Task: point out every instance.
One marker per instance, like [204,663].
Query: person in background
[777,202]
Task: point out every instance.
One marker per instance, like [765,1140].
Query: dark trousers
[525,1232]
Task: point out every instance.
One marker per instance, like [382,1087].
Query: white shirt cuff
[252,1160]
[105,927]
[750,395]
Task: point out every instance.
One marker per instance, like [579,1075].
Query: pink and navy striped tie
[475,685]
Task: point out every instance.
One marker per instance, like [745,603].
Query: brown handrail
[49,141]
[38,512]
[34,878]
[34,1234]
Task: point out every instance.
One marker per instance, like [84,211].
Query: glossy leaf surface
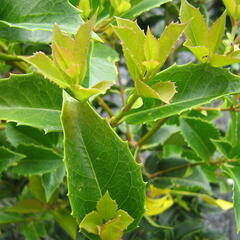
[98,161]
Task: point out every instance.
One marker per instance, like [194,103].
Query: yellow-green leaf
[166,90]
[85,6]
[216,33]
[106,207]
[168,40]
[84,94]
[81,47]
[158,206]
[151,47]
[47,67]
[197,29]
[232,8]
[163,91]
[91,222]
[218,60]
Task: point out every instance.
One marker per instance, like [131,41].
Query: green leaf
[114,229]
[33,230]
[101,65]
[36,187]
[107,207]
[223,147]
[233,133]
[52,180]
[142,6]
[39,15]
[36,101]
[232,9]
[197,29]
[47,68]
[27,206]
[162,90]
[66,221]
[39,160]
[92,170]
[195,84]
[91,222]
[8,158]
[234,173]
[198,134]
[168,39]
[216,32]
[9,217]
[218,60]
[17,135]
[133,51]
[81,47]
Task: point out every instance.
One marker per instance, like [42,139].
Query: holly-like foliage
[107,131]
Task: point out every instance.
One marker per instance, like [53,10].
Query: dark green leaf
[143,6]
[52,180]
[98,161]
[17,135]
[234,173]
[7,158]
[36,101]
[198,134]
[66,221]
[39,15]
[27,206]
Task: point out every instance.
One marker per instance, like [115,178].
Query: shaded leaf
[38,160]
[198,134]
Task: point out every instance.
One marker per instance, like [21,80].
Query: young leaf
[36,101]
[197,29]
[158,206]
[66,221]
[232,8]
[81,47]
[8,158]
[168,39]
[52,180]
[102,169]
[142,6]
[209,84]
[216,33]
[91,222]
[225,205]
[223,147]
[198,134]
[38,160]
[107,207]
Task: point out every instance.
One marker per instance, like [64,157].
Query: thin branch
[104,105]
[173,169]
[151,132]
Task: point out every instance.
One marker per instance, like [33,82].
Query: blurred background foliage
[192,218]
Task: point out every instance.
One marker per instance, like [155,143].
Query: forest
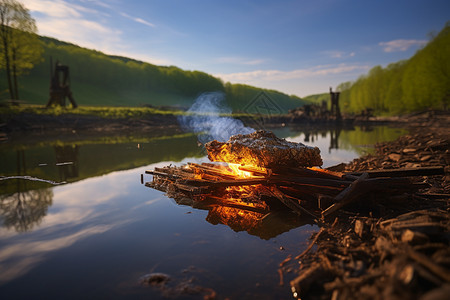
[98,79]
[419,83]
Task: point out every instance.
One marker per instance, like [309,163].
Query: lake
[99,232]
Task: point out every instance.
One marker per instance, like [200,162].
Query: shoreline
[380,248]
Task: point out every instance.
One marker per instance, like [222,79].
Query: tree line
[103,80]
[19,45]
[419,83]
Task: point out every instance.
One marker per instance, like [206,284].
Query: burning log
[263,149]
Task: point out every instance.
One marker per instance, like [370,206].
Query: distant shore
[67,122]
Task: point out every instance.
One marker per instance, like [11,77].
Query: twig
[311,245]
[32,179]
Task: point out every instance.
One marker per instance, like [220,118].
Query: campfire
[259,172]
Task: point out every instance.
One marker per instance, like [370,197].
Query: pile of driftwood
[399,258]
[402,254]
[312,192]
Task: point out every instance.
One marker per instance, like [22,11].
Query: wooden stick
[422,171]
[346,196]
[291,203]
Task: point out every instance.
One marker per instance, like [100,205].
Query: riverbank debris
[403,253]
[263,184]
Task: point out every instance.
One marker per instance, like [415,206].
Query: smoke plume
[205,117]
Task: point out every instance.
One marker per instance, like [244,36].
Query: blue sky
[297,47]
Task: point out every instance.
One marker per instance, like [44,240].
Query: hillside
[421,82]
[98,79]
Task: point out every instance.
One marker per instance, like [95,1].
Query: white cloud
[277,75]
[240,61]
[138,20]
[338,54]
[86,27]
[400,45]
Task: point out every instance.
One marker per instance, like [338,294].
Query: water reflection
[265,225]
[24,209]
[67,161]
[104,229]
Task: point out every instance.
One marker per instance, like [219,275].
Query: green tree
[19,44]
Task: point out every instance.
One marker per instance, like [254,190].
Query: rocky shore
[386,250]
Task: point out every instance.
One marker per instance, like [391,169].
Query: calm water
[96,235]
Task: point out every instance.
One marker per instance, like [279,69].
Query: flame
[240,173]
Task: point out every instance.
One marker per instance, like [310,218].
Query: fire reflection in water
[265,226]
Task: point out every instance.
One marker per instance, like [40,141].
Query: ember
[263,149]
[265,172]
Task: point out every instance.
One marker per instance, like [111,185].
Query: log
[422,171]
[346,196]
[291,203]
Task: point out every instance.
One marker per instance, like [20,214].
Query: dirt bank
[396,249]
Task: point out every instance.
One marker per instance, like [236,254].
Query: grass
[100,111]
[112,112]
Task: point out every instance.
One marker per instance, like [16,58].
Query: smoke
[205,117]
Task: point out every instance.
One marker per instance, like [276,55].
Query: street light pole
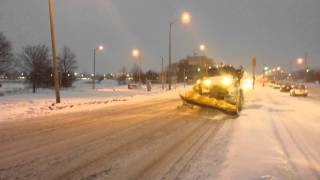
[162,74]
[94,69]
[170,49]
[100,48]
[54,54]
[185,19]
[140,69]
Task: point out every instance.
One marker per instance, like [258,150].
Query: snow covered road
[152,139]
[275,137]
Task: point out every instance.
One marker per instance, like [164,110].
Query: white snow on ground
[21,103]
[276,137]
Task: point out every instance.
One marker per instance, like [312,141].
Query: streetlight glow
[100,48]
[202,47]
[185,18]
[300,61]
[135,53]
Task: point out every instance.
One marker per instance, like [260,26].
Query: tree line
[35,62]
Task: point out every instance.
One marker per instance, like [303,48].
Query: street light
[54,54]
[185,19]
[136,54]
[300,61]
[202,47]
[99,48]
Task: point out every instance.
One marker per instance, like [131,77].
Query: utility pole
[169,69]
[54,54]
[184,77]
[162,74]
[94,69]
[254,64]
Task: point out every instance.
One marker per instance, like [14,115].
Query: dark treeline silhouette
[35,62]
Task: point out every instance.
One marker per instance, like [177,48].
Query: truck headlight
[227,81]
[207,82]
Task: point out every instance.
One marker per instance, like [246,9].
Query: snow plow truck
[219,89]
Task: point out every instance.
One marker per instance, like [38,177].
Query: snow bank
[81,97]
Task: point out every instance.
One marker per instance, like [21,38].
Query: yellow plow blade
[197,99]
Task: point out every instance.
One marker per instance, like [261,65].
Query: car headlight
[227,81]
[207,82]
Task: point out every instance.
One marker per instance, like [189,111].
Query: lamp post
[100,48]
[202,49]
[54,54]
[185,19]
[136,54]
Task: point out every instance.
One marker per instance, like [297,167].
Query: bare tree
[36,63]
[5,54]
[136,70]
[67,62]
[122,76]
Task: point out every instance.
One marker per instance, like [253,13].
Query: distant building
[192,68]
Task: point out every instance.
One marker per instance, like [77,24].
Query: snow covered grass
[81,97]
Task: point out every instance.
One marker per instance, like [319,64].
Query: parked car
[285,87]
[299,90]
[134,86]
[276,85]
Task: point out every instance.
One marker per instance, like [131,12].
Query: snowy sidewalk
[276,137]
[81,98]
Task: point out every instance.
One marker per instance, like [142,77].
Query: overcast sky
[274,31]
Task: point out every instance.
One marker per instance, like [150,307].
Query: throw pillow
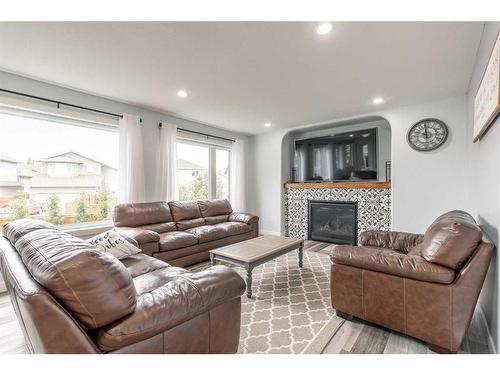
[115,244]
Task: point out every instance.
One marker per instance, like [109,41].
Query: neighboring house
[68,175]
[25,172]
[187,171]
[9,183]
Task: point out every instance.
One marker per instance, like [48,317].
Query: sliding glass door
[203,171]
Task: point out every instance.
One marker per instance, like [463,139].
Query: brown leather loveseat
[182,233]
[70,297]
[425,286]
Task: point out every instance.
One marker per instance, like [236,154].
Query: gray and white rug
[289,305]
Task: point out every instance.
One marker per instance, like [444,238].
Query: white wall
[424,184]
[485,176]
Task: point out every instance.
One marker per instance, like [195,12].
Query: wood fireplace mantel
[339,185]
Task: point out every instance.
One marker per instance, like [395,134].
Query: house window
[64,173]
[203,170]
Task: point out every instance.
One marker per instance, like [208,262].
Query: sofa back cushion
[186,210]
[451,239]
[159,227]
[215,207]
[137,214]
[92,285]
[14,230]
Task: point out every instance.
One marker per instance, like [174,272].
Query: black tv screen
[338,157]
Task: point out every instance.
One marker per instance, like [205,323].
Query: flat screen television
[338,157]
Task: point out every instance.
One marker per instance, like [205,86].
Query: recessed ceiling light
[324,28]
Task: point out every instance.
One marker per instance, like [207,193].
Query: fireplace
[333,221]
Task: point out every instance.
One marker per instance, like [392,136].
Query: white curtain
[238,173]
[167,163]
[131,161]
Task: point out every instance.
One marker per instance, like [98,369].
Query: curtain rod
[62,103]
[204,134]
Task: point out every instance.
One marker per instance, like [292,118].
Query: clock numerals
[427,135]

##########

_WRITTEN TASK_. How many lines in the listing above contain the word "green"? Case matters. Reply with the number only.

_REPLY_. 4